▼
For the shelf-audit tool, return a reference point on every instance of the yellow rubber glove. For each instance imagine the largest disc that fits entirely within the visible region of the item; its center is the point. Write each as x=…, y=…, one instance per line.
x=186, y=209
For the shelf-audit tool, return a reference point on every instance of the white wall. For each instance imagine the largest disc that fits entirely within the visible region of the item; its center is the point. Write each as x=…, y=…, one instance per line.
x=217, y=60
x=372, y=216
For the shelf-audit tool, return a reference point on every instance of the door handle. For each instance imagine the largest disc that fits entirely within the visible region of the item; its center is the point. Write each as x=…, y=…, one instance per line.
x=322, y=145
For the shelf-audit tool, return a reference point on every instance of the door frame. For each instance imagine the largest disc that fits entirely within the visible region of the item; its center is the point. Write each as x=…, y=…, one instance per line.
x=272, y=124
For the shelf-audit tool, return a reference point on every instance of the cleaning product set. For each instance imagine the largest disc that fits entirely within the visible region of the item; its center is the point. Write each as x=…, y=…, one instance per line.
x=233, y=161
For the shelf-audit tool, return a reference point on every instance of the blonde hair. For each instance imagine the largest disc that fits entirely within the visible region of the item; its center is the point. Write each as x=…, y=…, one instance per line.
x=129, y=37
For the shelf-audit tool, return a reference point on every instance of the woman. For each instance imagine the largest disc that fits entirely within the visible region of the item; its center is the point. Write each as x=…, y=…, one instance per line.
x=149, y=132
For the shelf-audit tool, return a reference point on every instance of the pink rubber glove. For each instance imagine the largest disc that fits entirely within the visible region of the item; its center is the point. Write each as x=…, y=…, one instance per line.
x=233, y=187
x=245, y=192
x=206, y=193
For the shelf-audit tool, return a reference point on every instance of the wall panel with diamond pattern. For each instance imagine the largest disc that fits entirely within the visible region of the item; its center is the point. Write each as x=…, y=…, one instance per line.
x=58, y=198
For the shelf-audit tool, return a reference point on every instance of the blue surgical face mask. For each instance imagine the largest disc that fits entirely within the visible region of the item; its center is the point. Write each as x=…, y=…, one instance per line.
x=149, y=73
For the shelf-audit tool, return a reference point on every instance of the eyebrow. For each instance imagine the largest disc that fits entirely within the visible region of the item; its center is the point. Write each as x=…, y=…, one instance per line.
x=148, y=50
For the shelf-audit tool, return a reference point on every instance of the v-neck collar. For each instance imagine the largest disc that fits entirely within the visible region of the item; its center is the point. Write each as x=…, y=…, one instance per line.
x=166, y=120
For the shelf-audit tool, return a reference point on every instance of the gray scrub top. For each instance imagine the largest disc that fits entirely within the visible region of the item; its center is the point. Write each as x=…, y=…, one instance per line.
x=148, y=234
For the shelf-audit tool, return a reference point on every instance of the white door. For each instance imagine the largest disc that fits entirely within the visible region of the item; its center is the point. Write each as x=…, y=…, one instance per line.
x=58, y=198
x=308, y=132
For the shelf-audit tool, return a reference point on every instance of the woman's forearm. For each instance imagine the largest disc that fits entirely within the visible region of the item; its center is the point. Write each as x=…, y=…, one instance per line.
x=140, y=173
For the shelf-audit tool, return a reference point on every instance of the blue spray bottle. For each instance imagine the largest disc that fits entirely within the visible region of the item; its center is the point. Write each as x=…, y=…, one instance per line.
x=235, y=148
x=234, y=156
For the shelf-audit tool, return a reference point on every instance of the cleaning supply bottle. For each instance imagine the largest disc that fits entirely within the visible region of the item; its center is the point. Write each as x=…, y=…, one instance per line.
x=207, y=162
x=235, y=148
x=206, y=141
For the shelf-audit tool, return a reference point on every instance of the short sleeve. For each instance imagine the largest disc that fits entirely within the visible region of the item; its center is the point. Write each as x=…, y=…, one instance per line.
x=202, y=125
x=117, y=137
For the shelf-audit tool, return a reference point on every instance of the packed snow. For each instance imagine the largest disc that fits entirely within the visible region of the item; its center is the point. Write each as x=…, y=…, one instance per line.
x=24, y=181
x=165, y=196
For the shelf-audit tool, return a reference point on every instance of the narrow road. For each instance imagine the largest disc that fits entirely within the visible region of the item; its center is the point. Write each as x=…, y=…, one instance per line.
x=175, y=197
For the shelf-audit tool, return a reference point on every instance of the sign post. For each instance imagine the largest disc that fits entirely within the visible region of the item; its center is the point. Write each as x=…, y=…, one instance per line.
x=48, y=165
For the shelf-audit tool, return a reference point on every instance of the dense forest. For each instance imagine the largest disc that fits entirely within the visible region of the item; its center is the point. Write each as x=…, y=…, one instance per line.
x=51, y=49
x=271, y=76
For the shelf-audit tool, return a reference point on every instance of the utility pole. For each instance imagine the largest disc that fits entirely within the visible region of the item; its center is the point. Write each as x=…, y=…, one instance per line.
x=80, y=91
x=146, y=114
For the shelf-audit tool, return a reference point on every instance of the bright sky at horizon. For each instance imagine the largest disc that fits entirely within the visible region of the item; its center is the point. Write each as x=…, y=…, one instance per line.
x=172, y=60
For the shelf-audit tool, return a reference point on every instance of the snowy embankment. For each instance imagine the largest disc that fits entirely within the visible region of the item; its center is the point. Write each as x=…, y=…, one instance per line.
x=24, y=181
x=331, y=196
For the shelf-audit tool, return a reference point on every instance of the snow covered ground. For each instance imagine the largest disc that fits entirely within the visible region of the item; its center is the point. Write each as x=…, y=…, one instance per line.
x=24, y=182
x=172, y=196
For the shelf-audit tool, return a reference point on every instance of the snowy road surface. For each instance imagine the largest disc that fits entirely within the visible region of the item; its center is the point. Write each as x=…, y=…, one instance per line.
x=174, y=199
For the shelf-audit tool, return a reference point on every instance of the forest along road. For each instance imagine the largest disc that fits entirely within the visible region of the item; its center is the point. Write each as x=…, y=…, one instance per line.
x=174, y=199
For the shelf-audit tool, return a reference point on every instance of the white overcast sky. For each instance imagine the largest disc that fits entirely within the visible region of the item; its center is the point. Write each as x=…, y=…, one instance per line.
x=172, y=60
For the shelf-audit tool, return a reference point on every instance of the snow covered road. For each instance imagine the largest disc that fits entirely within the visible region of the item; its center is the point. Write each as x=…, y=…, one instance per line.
▲
◆ REQUIREMENT ◆
Copy every entry above word for word, with nothing changed or left out.

◆ EXERCISE OUTPUT ◆
For the shelf-audit tool, return a reference point on every instance of the yellow rubber glove. For each instance imagine the largest disc that fits entirely within the visible region of the item; its center is the point. Write each as x=…, y=…, one instance per line.
x=186, y=209
For the shelf-audit tool, return a reference point on every instance of the white wall. For each instance imagine the largest disc that fits entirely within the visible region of the item; its center is the point. Write each as x=…, y=…, one instance per line.
x=217, y=60
x=372, y=216
For the shelf-audit tool, return a reference point on every instance of the door handle. For each instance imagine the largest disc that fits entirely within the visible region of the item; its center is the point. Write each as x=…, y=…, one instance per line.
x=322, y=145
For the shelf-audit tool, return a reference point on every instance of the door frame. For each instance imagine the largest disc that fits entirely within the visible region of the item; its center is the point. Write each as x=…, y=…, one instance per line.
x=272, y=124
For the shelf-audit tool, return a reference point on every instance of the cleaning product set. For each instance imagine the largest disc that fits entirely within the visible region of the item; its center is the point. Write each as x=…, y=…, one instance per line.
x=233, y=161
For the shelf-audit tool, return a reference point on every instance of the blonde hair. For each instance imagine the largest disc that fits entirely within the visible region of the item; its center is the point. Write each as x=…, y=…, one instance per line.
x=129, y=37
For the shelf-audit tool, return a reference point on every instance of the woman. For each instance imagine the largest disc that fits entirely within the visible region of the item; its center is the point. Write each as x=…, y=…, one instance per line.
x=149, y=132
For the shelf-audit tool, return a reference point on every instance of the pink rubber glove. For each instance imagine the largest disc that fits entirely within the visible region of the item; its center is the point. Write each as x=…, y=…, one instance per line.
x=233, y=187
x=245, y=192
x=206, y=193
For the shelf-audit tool, return a reference point on every instance of the wall panel with diamond pattern. For each instance imagine the largest disc that fits entirely within the visible region of the item; its center is the point. Write each as x=…, y=…, one instance per line.
x=58, y=198
For the shelf-audit tool, return a reference point on every instance of the blue surgical face mask. For each instance imagine the largest disc that fits entirely within the visible region of the item; its center is the point. Write each as x=…, y=…, one instance per line.
x=149, y=73
For the shelf-audit tool, return a reference point on every instance of the eyebrow. For each instance imagine the largest disc that fits entirely within the visible region of the item; its center is the point. Write each as x=…, y=…, one instance per line.
x=148, y=50
For the shelf-audit tool, return a reference point on every instance of the v-neck collar. For each instance imagine the largest disc that fits entirely within the visible region of the item; its center is the point. Write each as x=…, y=…, one instance per line.
x=166, y=120
For the shelf-audit tool, return a reference point on every instance of the gray scrub top. For each instance imagine the largest disc that fits entirely within the visible region of the item; its center is the point. Write each as x=…, y=…, one instance per line.
x=148, y=234
For the shelf-audit tool, return a reference point on every instance of the white door. For each instance imagine the largest disc that fits entirely within the visible region of the item; its center is the point. Write each as x=…, y=…, one instance per line.
x=58, y=198
x=308, y=132
For the shelf-audit tool, return a reference point on every instance of the woman's forearm. For each instance imagine the largest disc that fits entirely within the visible region of the item; its center is the point. Write each as x=…, y=…, one instance per line.
x=140, y=173
For the shelf-audit tool, return a reference point on every instance of the blue spray bottle. For each instance imagine the largest disc that fits entirely within the visible region of the item; its center is the point. Write each as x=…, y=…, one instance per line.
x=235, y=148
x=234, y=156
For the shelf-audit tool, return a reference point on every instance of the cleaning supply bottle. For each instance imagine the largest disc that fits entirely within the visible region of the item; its center is the point. Write each as x=…, y=…, one instance per line.
x=207, y=162
x=235, y=148
x=206, y=141
For the shelf-audit tool, return a reference point on every instance of the short sleeve. For each instance imagine the largest disc that fits entirely within the visible region of the item; its center is the point. Write each as x=…, y=…, one instance per line.
x=202, y=125
x=117, y=137
For the shelf-audit tool, return a reference point on every instance of the packed snow. For each instance imagine the largest disc that fits entirely within the visible region of the item; its center is the point. Write each as x=…, y=…, one instance per line.
x=24, y=181
x=165, y=196
For the shelf-audit tool, return a reference point on every instance of the narrow road. For each instance imagine the largest disc that fits entirely within the visible region of the item; its center is the point. Write each as x=…, y=…, one instance per line.
x=175, y=197
For the shelf-audit tool, return a reference point on every instance of the sign post. For each instance imagine the largest disc that fits entirely within the visible region of the item; its center is the point. Write each as x=…, y=…, one instance per line.
x=48, y=165
For the shelf-audit tool, return a reference point on every instance of the dense forest. For each instance imagine the largest disc that fits entirely within the visible region of the item; its center is the point. Write each as x=…, y=…, one instance per line.
x=51, y=49
x=271, y=76
For the shelf-audit tool, return a reference point on every instance of the utility pole. For each instance imagine the largest disc that fits entirely within the visible region of the item; its center is the point. Write each as x=…, y=…, one instance per line.
x=80, y=91
x=146, y=114
For the shelf-audit tool, return a reference point on every instance of the bright sky at horizon. For each instance imagine the largest disc that fits entirely within the visible region of the item; its center is the point. Write each as x=…, y=…, one instance per line.
x=172, y=60
For the shelf-audit tool, return a reference point on every instance of the snowy embankment. For each instance imagine the largest disc that fits entirely within the visible region of the item; its center is the point. Write each as x=…, y=…, one instance per line.
x=24, y=181
x=331, y=196
For the shelf-audit tool, return a reference point on every instance of the snow covered ground. For each instance imagine the largest disc that fits entirely within the visible region of the item; its center is the point. Write each as x=…, y=…, one instance per line.
x=24, y=182
x=172, y=196
For the shelf-audit tool, return a reference point on every instance of the snowy road surface. For each instance imagine the largest disc that fits entirely within the visible region of the item; its center is the point. Write each as x=…, y=…, one instance per line.
x=174, y=199
For the shelf-audit tool, return a reference point on every instance of the forest along road. For each instance imagine the largest disc that fits entirely within the visible region of the item; its center is the point. Write each as x=…, y=…, one instance per line.
x=174, y=199
For the shelf-audit tool, return a reference point on every instance of the white overcast sky. For each instance imagine the largest disc that fits entirely within the visible region of the item; its center is the point. Write each as x=…, y=…, one instance per line.
x=172, y=60
For the shelf-audit tool, return a reference point on every instance of the snow covered road. For each instance imagine the largest disc that fits entirely within the visible region of the item; its center is the point. Write each as x=…, y=…, one instance per line.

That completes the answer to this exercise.